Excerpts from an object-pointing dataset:
-*-

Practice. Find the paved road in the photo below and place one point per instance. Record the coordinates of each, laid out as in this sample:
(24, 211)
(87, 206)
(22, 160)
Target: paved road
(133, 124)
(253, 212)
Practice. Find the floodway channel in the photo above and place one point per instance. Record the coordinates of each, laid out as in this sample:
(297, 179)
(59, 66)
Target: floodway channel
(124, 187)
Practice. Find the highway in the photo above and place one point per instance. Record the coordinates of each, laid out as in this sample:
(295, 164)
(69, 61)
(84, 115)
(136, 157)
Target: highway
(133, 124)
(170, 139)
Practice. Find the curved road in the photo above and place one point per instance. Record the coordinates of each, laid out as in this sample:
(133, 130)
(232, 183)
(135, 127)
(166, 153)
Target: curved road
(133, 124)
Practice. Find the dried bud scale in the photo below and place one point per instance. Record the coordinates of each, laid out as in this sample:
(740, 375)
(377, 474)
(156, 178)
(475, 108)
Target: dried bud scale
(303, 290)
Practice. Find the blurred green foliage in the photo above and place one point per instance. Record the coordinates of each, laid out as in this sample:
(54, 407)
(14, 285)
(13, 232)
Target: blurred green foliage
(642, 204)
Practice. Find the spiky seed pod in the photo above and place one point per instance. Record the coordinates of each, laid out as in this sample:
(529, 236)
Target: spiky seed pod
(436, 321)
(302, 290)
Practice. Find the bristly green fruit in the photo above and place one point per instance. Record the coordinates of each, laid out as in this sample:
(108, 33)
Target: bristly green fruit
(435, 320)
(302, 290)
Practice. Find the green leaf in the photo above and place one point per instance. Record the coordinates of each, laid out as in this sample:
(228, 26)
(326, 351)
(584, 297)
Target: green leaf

-*-

OBJECTIVE => Reproduce every entry above verbatim, with no changes.

SOLUTION =>
Practice. Find the paved road in the photo below and place one point per instance. Record the coordinates of each, laid out as in this sample:
(24, 211)
(87, 206)
(22, 160)
Target: paved road
(133, 124)
(253, 212)
Practice. Find the floodway channel in the photo above and place one point per instance. Record the coordinates of each, laid out as in this sample:
(297, 179)
(59, 66)
Target: floodway channel
(124, 187)
Practice. Find the highway in the photo above and place one point per instance. Record the coordinates of each, laid out as in this sample:
(295, 164)
(69, 61)
(84, 115)
(136, 157)
Target: highway
(133, 124)
(170, 139)
Practice. Find the curved road in the photo above and place one point per instance. Record the coordinates of each, laid out as in this sample:
(133, 130)
(232, 183)
(135, 127)
(166, 153)
Target: curved road
(133, 124)
Practice. Find the dried bud scale in the photo below and place one point per instance. Record the coordinates of each, laid out as in this sample:
(740, 375)
(377, 474)
(156, 178)
(475, 108)
Target: dried bud scale
(303, 290)
Practice. Find the blurred green foliage in the photo above and place one point per instance. Record the coordinates of each, laid out as in this sample:
(54, 407)
(14, 285)
(13, 232)
Target: blurred green foliage
(642, 204)
Practice. Find the spiky seed pod in the photo above and place one point per instance. Record the coordinates of each, laid out as in this sample:
(529, 236)
Target: spiky seed pod
(436, 321)
(302, 290)
Practice. Find the bristly green fruit in the photo above and place one point per instance. Record the coordinates of each, laid out as in this sample:
(108, 33)
Target: bristly green fruit
(435, 320)
(302, 290)
Practice. Find the green leaf in the photo above and place one point per instance. Record the coordinates of each, laid out as in this sample:
(228, 26)
(326, 351)
(584, 297)
Target: green leaf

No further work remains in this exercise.